▼

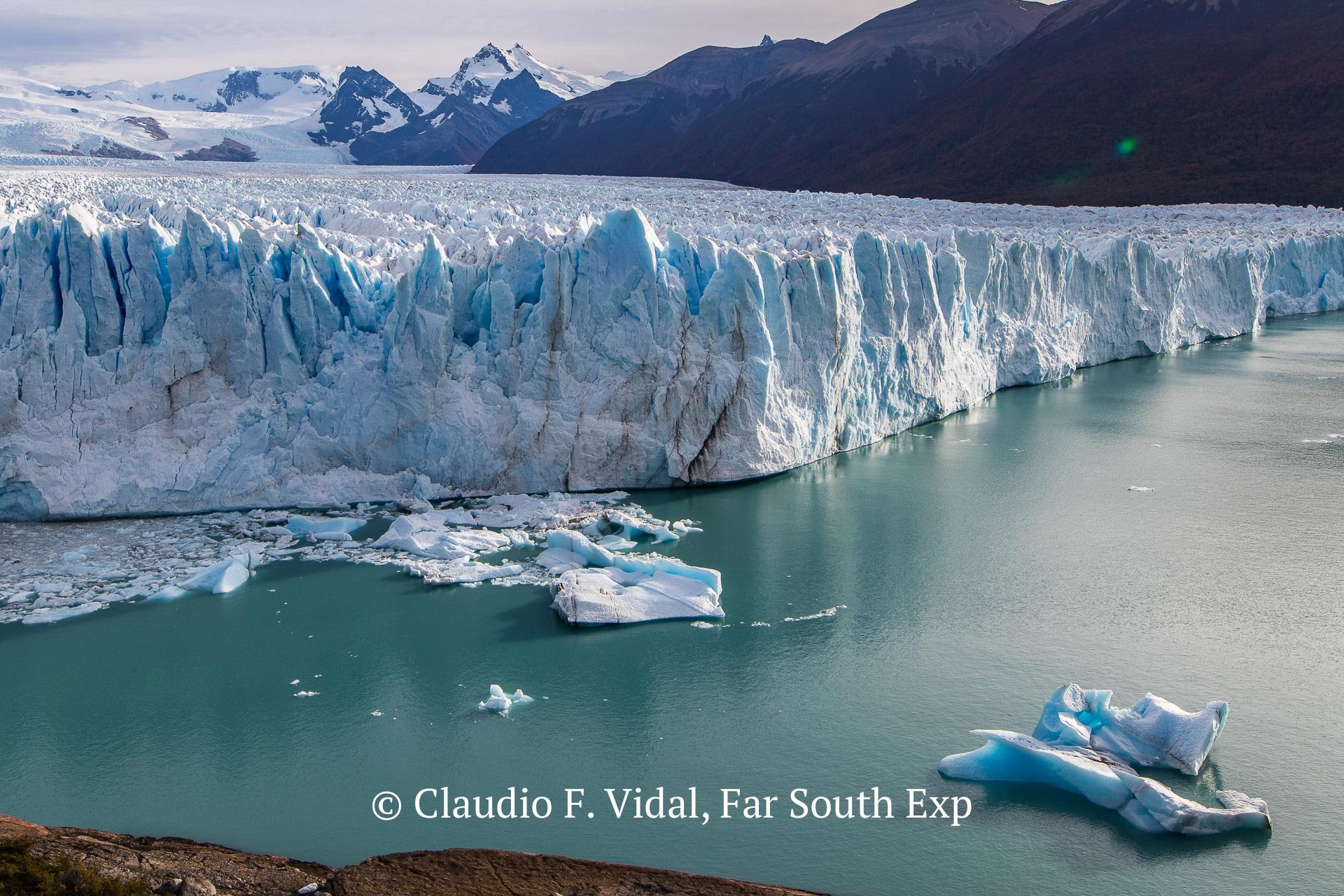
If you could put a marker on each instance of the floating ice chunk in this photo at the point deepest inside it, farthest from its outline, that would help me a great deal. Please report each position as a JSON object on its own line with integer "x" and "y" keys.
{"x": 426, "y": 535}
{"x": 320, "y": 526}
{"x": 1154, "y": 732}
{"x": 55, "y": 614}
{"x": 1142, "y": 802}
{"x": 223, "y": 577}
{"x": 559, "y": 561}
{"x": 634, "y": 526}
{"x": 823, "y": 614}
{"x": 500, "y": 701}
{"x": 631, "y": 589}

▲

Given instruction:
Please rewrite all the rows above with their requests, scaling every x and y coordinate in the answers by 2.15 and rounding each result to a whole number, with halves rounded up. Omit the pictures.

Correct result:
If you could put a marker on each instance of the floating ice chunk in this photo at the point deepest inside it, farthest from its outline, that would help me a great deal. Please report each position as a JSON object on its own line with integer "x" and "y" keys.
{"x": 916, "y": 1150}
{"x": 688, "y": 1131}
{"x": 2481, "y": 1574}
{"x": 118, "y": 1320}
{"x": 2455, "y": 1724}
{"x": 479, "y": 1241}
{"x": 1202, "y": 1206}
{"x": 1363, "y": 1131}
{"x": 1769, "y": 1320}
{"x": 1075, "y": 1507}
{"x": 1357, "y": 1266}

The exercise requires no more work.